Text shown:
# # # #

NORFOLK (NNS) -- Carter G. Woodson, founder of the Association for the Study of African American Life and History, launched Negro History Week in February 1926, as an effort to bring awareness of African American history to school systems. About 50 years later, President Gerald Ford declared February to be Black History Month, and deemed it a national observance.

Black History Month is a time designated to celebrate the contributions and accomplishments of African American innovators throughout history. George Washington Carver is one of these innovators.

Carver was a prominent African American scientist and inventor, best known for discovering the diversity of the peanut. According to his biography, Carver was born into slavery and went on to become a botanist and one of the most prominent scientists of his time and a teacher at the Tuskegee Institute, a private, historically black university located in Tuskegee, Alabama. Carver came up with more than 100 products using the peanut including dyes, plastics and gasoline.

# # # #

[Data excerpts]
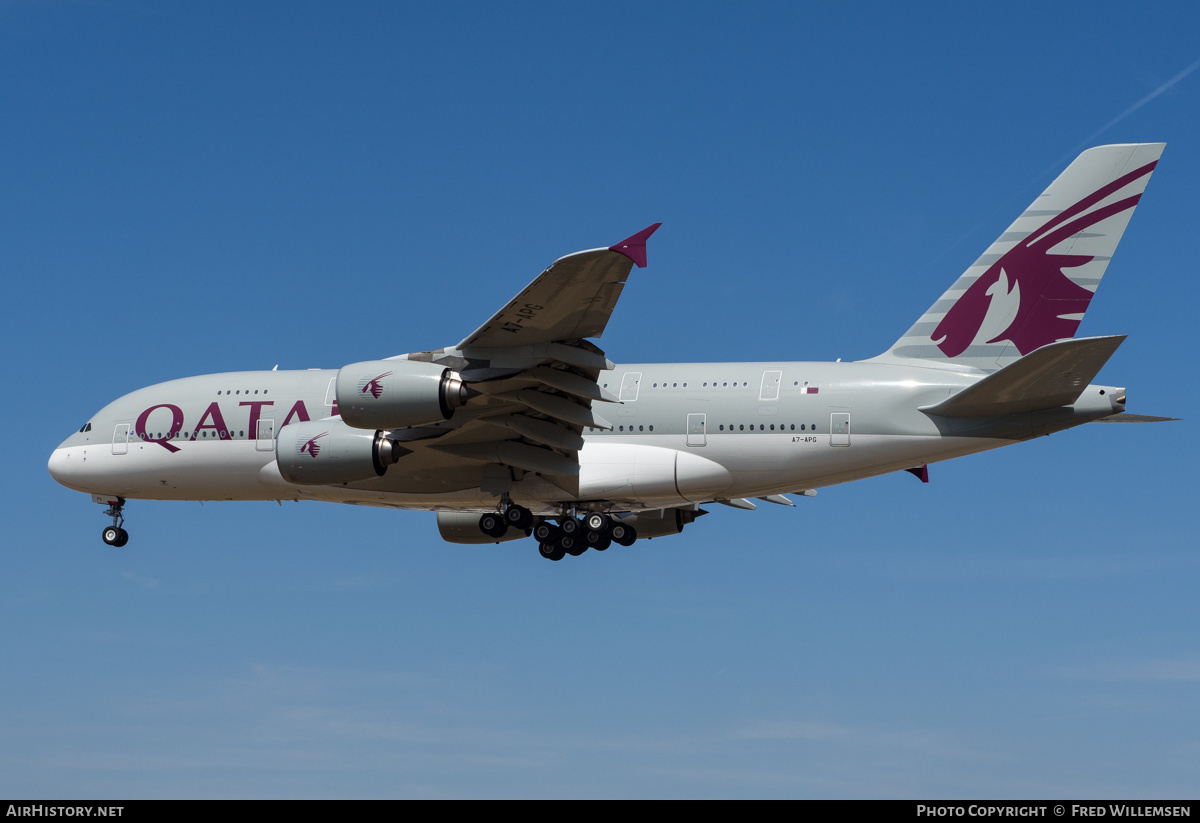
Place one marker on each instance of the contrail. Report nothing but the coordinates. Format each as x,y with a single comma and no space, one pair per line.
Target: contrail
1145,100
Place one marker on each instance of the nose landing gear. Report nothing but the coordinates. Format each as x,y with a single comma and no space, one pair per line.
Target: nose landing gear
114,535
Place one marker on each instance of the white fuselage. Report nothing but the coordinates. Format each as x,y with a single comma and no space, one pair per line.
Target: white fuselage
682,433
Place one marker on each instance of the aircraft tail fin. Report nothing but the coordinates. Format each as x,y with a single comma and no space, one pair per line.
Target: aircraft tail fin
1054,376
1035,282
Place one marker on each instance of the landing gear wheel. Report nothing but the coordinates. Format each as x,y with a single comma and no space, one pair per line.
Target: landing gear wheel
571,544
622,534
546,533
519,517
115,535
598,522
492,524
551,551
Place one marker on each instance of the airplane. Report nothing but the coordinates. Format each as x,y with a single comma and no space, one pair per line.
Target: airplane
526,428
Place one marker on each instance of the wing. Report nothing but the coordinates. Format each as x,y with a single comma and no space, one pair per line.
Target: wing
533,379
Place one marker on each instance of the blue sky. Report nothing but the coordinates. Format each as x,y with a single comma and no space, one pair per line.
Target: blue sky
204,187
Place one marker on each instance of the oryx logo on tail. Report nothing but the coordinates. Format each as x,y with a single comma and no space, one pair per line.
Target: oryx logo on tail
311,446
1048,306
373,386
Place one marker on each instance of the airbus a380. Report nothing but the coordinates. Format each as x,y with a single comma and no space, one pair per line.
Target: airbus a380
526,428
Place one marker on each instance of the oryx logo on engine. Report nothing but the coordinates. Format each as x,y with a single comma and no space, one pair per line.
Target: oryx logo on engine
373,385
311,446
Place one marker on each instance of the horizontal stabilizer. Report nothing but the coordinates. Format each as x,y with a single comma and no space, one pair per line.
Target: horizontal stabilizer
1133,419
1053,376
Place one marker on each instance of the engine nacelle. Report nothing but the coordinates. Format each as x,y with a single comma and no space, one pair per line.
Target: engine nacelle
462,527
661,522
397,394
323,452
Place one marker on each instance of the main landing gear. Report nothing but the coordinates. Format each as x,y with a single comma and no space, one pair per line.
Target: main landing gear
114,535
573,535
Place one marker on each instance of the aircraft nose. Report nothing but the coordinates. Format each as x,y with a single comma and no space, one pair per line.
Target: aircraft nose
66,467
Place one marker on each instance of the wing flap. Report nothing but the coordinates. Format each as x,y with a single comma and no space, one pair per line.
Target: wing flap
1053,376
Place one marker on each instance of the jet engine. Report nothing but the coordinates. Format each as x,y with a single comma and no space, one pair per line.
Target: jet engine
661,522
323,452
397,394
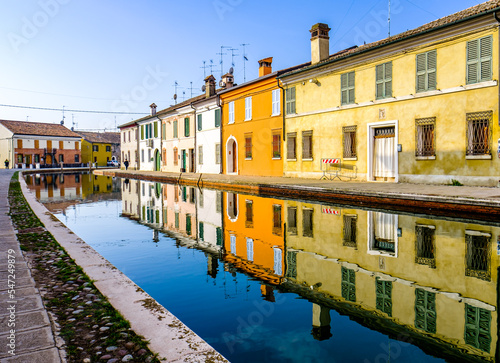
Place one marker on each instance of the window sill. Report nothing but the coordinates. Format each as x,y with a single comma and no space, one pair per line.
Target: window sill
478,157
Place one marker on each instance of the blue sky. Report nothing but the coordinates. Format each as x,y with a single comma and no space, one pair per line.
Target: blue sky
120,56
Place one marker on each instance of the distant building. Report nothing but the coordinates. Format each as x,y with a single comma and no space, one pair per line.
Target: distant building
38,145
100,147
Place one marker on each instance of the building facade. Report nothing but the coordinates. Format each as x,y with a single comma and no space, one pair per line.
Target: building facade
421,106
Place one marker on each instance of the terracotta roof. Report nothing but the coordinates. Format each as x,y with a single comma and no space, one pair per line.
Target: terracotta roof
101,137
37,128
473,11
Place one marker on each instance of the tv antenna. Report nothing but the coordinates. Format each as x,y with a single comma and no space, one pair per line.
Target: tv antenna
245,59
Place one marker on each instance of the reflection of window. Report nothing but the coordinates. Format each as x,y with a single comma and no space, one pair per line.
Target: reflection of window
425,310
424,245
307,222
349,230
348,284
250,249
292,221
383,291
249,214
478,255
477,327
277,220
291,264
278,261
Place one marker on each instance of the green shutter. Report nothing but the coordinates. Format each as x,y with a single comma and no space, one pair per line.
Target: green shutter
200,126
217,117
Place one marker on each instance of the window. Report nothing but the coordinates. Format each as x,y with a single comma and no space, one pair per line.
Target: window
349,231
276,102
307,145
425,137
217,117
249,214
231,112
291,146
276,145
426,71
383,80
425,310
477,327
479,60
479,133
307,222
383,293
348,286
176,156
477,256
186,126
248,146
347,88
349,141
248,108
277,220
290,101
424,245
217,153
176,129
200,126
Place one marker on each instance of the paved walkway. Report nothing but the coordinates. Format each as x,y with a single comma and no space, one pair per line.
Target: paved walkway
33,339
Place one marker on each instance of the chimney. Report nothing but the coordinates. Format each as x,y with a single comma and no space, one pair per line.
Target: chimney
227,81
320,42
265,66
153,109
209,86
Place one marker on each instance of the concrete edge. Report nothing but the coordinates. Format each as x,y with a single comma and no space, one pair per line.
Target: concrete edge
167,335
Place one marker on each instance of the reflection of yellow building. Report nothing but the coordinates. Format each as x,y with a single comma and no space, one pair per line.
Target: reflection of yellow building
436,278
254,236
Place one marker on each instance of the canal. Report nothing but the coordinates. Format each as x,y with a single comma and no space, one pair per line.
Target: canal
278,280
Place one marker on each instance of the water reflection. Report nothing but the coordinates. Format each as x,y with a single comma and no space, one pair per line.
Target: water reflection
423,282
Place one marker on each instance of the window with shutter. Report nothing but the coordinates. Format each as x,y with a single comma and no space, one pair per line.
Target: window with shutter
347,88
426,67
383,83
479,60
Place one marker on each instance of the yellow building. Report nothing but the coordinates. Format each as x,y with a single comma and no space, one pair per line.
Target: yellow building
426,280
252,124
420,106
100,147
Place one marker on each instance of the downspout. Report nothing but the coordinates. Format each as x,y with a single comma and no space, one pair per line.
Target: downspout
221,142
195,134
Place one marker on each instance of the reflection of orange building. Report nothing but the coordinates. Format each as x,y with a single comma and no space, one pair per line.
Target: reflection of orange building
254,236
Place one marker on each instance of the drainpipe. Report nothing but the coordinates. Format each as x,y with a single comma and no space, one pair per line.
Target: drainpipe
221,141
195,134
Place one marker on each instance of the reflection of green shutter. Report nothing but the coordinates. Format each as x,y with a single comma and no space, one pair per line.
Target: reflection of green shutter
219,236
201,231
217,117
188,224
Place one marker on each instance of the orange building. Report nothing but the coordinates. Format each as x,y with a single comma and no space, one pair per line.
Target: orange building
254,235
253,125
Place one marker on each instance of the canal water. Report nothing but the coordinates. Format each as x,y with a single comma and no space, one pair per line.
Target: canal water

# # # #

What is being asked: According to the text about Black History Month, in what month and year did Carter G. Woodson launch Negro History Week? The records are material on their own, not connected to the text about Black History Month.

Task solution: February 1926.